(Problem requirements): Count the lines in the records below that contain the string "region", matching case exactly, and give only the number.

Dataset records
>> begin
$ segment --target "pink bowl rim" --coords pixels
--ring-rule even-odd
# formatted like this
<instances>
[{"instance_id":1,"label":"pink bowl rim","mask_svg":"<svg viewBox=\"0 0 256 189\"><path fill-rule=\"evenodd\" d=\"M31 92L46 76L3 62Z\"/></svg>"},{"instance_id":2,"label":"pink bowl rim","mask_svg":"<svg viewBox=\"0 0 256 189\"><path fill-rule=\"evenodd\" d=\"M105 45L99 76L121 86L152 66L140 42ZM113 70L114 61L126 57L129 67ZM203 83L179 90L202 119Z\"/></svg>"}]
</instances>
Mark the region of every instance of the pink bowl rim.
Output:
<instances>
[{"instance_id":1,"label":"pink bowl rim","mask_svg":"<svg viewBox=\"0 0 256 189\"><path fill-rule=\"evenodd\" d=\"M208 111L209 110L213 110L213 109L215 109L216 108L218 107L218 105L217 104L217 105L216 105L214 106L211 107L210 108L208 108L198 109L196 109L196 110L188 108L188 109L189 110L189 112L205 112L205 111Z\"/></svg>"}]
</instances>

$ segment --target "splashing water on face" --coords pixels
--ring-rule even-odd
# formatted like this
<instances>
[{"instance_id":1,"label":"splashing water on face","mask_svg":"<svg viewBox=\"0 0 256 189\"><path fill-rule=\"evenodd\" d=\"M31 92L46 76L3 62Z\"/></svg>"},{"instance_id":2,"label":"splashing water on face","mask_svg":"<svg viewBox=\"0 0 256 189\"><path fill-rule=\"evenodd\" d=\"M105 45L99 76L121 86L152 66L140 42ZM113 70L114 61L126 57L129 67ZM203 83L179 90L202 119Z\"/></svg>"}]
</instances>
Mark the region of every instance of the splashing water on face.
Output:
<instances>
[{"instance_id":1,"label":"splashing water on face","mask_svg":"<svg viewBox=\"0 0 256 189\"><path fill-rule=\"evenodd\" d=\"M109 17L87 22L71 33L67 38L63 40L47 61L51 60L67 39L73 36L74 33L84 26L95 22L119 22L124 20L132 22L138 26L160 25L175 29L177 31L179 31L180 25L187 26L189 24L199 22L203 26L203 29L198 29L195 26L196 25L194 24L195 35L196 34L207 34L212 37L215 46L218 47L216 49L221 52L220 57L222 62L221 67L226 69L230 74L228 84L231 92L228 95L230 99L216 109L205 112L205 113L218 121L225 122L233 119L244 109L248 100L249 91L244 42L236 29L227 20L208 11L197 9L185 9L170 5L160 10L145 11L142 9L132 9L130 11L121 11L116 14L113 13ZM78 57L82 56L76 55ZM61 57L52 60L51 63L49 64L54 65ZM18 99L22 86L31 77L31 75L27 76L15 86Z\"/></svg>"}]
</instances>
>> end
>> begin
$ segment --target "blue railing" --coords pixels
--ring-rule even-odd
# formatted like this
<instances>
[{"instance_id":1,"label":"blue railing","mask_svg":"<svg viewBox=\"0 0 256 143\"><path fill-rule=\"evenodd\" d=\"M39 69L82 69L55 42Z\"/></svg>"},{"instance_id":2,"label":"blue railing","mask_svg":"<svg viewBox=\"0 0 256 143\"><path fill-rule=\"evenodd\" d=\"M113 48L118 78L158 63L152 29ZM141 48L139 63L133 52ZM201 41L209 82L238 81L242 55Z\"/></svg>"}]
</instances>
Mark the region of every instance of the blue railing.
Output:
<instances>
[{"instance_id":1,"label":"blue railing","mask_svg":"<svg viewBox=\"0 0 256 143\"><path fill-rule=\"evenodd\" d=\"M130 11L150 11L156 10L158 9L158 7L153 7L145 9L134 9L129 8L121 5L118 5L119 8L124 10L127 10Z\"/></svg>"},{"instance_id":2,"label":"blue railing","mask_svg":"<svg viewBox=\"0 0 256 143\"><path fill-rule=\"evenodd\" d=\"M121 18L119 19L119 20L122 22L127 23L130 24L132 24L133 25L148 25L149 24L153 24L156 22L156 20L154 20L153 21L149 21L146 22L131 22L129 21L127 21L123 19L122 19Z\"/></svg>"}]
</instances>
>> end
(Result of the task): 3